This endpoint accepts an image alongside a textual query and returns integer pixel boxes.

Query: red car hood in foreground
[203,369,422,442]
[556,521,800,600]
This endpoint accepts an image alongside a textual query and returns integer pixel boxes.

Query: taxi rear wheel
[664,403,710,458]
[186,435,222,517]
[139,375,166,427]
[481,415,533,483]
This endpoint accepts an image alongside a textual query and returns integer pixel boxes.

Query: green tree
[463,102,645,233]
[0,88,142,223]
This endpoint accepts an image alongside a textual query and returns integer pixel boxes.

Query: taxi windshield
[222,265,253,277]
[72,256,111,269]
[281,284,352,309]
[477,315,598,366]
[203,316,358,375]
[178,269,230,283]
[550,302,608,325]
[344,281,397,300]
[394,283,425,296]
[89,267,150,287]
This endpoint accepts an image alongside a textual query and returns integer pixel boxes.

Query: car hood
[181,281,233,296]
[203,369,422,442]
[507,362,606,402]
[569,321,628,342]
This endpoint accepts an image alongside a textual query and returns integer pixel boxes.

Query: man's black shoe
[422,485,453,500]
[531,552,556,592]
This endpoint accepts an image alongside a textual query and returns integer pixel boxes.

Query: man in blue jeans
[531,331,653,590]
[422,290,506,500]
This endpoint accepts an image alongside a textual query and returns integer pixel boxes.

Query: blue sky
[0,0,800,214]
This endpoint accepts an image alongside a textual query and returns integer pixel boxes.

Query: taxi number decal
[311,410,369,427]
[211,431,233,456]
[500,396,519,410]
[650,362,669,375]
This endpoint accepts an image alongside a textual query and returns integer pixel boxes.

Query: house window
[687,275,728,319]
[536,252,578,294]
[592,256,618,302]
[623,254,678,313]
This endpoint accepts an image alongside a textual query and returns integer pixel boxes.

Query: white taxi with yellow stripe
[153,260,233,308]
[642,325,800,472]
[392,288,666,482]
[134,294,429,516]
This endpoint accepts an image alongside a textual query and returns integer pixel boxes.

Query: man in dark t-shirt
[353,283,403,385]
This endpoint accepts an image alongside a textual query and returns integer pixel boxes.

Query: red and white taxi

Work instructions:
Reproduce all of the data exactly as given.

Full solution:
This endpoint accepts an image alongside a textual query and returns integer pixel boxes.

Query: red car hood in foreground
[203,369,422,442]
[556,521,800,600]
This endpoint accepts an image alongside a textual query and returns integer pixel boxes.

Query: taxi rear wheel
[664,403,710,458]
[186,435,222,517]
[139,375,166,427]
[481,415,533,483]
This endpoint accepts an image alongside a textual query and returns integer pixel boxes.

Query: green tree
[463,102,645,233]
[0,88,142,223]
This endpoint accepts an image alongside a textual query and returns integer pixel boxes.

Query: taxi windshield
[222,265,253,277]
[72,256,111,269]
[281,284,352,309]
[477,315,598,366]
[203,316,358,375]
[178,269,230,283]
[550,302,608,325]
[344,281,397,300]
[394,283,425,296]
[89,267,150,287]
This endpoint accepts an image alongside a textual query and returns integer pixel boxes.

Query: car hood
[181,281,233,296]
[203,369,422,442]
[507,362,606,402]
[569,321,628,342]
This endpoint accepts an image alongside a textual query and returns integer pixel boxes.

Query: man's black shoe
[422,485,453,500]
[531,552,556,592]
This endpoint accepts an image alongside a textual query and returns integer pixel boxes.

Query: man in blue jeans
[531,331,653,590]
[422,290,506,500]
This endpoint accepts an image alongside a textual query and returns integer pixel boxes.

Query: blue sky
[0,0,800,214]
This endpoint accepts an image alongside a textual query and returns integer pixel boxes.

Query: taxi number decal
[311,410,369,427]
[211,431,233,456]
[500,396,519,410]
[650,362,669,375]
This endpoint accepts an image alongside a textual query and returns integer pixel boxes.

Query: house window
[687,275,728,319]
[536,252,578,294]
[592,256,618,302]
[623,254,678,313]
This endpoint accepts an image alongside a textual query and returns integer pixel boxes.

Query: white taxi with yellow stripe
[153,260,233,308]
[642,325,800,472]
[392,288,666,482]
[134,294,429,516]
This endpoint accepts an image alongside a textual query and returns integer pixel boxes.

Query: man in dark t-shirt
[353,283,403,385]
This endpoint accepts an image alongside a textual query and returns integer pixel boxes.

Query: red and white taxi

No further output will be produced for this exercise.